EXERCISE DESCRIPTION: Render only the lines of the records from the one containing "of the dark" through the final line of the records, both included, as a Markdown table. Use the columns No. and Text, and skip any blank lines.

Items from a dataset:
__________________________________________________

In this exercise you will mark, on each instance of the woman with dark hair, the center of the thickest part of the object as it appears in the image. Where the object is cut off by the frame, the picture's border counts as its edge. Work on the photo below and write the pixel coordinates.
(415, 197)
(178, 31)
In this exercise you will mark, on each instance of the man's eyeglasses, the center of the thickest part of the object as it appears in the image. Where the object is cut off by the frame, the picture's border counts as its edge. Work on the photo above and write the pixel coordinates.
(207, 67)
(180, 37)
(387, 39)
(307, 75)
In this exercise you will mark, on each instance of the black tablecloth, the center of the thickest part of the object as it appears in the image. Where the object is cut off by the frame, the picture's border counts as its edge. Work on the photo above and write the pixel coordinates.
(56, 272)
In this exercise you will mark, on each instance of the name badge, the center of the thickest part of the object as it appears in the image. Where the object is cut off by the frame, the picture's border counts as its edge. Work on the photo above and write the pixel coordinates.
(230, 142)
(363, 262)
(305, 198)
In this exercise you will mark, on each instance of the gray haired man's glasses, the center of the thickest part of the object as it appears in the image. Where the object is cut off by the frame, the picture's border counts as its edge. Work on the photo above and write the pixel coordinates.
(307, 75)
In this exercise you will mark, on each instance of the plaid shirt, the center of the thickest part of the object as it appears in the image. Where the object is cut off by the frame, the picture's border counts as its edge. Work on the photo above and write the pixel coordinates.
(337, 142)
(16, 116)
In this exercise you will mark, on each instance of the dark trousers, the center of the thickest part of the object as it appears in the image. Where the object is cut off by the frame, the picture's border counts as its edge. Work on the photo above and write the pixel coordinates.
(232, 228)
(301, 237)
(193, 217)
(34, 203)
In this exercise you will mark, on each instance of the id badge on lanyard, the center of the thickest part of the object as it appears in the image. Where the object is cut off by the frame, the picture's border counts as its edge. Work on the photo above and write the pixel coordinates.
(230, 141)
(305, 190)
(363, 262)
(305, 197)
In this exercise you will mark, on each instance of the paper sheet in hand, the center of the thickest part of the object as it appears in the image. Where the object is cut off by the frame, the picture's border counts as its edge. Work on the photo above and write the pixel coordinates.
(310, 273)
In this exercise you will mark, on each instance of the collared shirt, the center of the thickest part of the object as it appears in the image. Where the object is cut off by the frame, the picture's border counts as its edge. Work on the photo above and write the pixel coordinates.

__________________________________________________

TASK SOLUTION:
| No. | Text |
|---|---|
| 1 | In this exercise you will mark, on each instance of the dark trousers, the center of the thickest part of the object as it appears in the image. Where the object is cut off by the frame, the picture's border counts as its edge. Work on the photo above and write the pixel coordinates. |
| 2 | (232, 228) |
| 3 | (301, 237) |
| 4 | (193, 217) |
| 5 | (34, 203) |
| 6 | In this exercise you will mark, on each instance of the id badge on lanyard, the center of the thickest part of the object as it appears in the image. Where the object is cut off by the frame, the picture's border counts as its edge. Work on the photo above and write the pixel coordinates. |
| 7 | (230, 141) |
| 8 | (305, 190) |
| 9 | (363, 262) |
| 10 | (305, 197) |
| 11 | In this exercise you will mark, on each instance of the paper sheet in hand, the center of the thickest part of the object as it appears in the image. Where the object is cut off by the frame, the picture's border counts as its edge. Work on the photo above and write the pixel coordinates. |
| 12 | (310, 273) |
| 13 | In this exercise you will mark, on each instance of the collared shirt, the center of the thickest part of the object as it appears in the image. Where the object is cut off by the frame, the picture's border counts as its edge. Work on the photo above and write the pixel coordinates. |